Start of The data

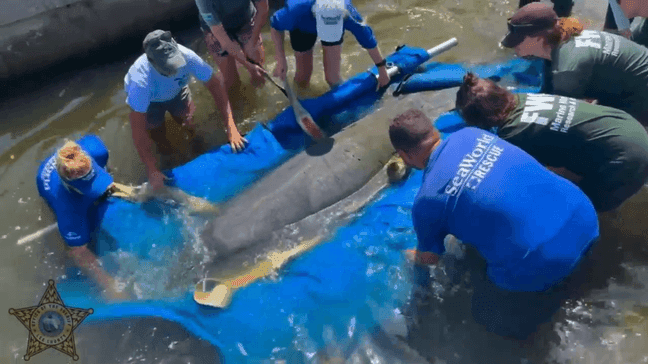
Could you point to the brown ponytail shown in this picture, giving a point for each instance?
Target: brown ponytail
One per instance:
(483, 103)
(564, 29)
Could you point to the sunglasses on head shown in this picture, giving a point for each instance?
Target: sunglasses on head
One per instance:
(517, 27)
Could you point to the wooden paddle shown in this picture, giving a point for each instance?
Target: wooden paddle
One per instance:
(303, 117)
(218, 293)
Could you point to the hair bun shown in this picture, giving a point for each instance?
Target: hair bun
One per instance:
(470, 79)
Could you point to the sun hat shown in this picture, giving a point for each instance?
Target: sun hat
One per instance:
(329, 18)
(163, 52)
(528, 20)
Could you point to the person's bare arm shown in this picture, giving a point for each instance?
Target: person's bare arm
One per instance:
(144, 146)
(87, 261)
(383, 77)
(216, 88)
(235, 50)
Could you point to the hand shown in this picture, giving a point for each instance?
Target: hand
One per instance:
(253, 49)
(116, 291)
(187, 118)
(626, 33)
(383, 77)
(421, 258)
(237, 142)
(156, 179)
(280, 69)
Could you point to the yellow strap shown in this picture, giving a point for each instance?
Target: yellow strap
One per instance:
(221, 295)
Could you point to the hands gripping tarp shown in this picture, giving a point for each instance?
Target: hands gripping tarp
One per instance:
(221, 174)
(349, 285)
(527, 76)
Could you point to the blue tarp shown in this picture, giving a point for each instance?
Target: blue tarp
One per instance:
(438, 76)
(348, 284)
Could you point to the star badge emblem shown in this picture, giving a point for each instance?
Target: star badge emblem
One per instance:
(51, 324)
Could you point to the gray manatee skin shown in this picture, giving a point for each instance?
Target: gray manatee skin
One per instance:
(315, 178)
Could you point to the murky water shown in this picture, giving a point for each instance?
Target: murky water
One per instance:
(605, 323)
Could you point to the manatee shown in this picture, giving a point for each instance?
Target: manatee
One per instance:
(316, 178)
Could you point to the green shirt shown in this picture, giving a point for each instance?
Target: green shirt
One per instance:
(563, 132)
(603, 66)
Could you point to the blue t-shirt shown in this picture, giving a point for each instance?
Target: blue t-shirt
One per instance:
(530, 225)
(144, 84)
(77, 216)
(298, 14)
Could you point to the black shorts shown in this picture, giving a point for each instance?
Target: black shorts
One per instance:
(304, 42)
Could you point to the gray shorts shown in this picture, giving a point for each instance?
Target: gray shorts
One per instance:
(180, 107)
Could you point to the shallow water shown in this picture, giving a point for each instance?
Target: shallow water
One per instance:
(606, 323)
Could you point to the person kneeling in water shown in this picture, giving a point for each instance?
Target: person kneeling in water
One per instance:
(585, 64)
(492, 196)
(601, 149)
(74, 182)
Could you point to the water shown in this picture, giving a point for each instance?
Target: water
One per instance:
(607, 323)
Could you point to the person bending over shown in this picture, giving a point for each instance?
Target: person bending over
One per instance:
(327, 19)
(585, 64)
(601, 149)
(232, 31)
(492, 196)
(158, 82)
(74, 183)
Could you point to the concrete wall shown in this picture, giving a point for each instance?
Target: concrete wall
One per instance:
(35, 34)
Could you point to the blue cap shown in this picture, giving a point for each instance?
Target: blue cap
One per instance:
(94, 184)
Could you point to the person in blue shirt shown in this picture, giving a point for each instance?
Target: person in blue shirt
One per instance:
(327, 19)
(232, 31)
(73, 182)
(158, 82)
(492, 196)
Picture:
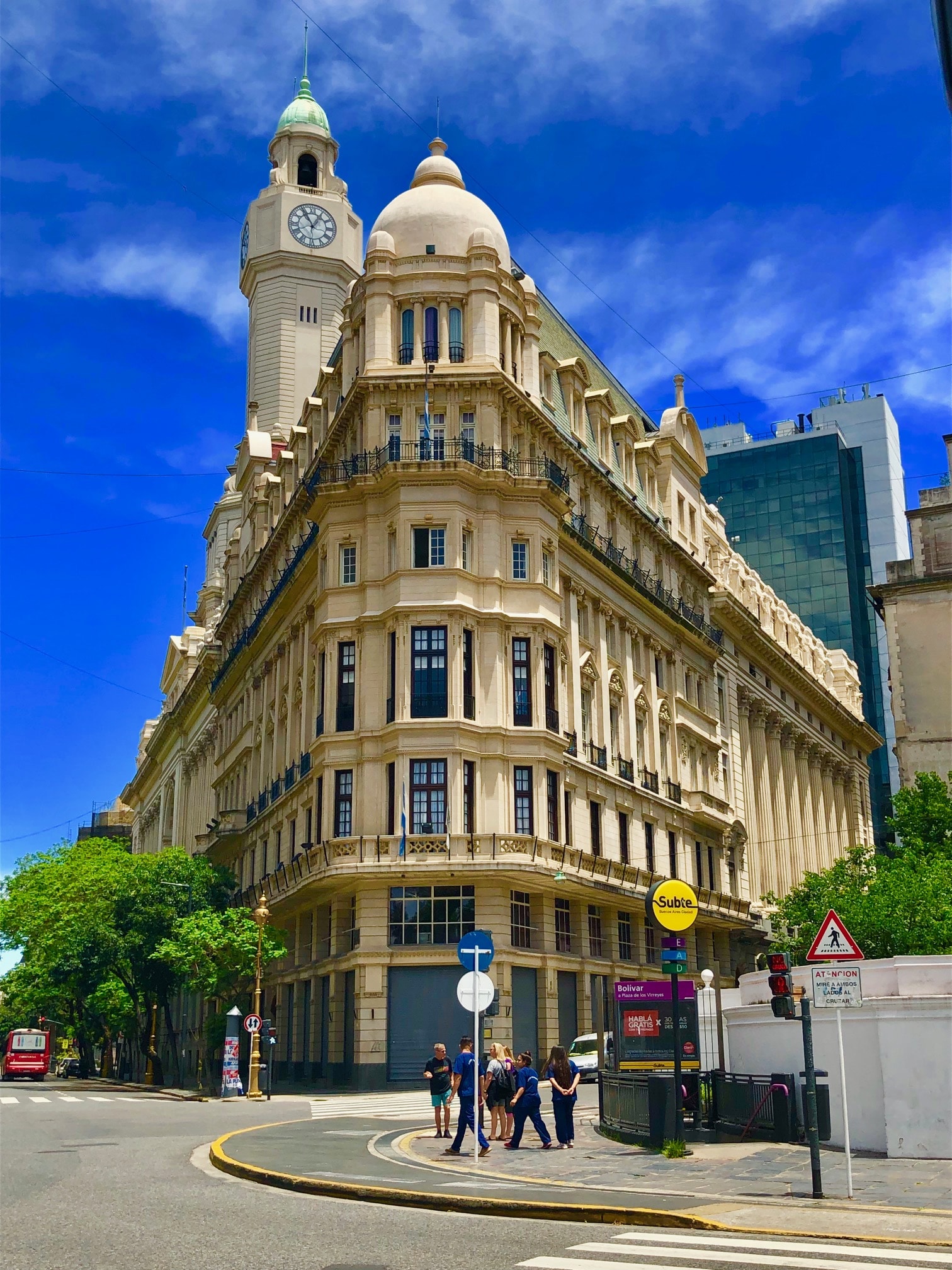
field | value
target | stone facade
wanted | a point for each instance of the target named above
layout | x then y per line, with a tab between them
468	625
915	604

End of The data
Start of The data

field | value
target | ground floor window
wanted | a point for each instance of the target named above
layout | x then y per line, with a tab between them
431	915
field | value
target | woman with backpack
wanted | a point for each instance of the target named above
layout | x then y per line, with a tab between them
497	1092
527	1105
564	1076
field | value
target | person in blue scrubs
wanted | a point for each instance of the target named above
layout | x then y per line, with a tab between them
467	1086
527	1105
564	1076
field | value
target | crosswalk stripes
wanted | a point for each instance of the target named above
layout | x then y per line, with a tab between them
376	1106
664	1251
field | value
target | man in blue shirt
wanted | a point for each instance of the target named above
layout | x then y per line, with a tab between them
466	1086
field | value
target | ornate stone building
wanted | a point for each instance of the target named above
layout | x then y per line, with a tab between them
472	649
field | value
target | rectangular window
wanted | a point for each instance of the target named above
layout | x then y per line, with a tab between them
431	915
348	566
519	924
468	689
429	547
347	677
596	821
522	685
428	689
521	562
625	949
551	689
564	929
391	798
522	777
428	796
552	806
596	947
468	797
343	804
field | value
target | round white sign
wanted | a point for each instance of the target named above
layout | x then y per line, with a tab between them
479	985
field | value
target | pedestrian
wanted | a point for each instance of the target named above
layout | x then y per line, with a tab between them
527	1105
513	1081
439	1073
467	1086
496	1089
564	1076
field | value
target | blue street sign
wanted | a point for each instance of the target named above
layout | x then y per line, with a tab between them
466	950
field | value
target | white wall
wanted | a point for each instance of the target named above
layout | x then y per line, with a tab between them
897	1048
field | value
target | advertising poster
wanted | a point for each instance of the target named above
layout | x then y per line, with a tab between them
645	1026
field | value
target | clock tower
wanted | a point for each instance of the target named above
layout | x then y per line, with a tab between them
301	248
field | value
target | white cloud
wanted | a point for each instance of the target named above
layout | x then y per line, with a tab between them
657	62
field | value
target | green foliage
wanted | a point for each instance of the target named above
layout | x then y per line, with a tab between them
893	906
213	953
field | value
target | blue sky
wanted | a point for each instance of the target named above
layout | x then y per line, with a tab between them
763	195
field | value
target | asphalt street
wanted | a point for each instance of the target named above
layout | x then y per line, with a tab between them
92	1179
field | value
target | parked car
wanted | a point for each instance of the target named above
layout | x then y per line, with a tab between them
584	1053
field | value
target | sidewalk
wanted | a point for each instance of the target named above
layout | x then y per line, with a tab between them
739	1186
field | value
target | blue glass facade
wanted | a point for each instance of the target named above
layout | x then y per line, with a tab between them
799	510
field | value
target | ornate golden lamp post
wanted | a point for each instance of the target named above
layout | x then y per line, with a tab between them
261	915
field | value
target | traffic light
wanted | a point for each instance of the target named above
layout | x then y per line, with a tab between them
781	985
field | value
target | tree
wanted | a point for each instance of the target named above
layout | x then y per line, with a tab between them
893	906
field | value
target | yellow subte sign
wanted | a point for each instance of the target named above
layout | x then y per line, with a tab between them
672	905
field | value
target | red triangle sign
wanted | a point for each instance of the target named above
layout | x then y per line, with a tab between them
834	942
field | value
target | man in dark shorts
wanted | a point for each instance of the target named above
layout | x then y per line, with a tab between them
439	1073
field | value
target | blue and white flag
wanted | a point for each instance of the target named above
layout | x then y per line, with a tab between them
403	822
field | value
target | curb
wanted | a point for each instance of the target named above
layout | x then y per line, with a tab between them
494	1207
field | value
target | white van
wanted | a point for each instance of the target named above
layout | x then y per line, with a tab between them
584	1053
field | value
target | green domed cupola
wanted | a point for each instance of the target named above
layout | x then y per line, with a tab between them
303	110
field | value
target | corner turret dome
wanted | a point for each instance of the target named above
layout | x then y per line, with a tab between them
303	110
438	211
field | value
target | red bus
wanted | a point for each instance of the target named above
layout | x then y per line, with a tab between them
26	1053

End of The data

■ Requirement: Once you have found every line above holding the word "white", copy those lines.

■ Task answer:
target | round white sign
target | white wall
target | white cloud
target | blue and white flag
target | white van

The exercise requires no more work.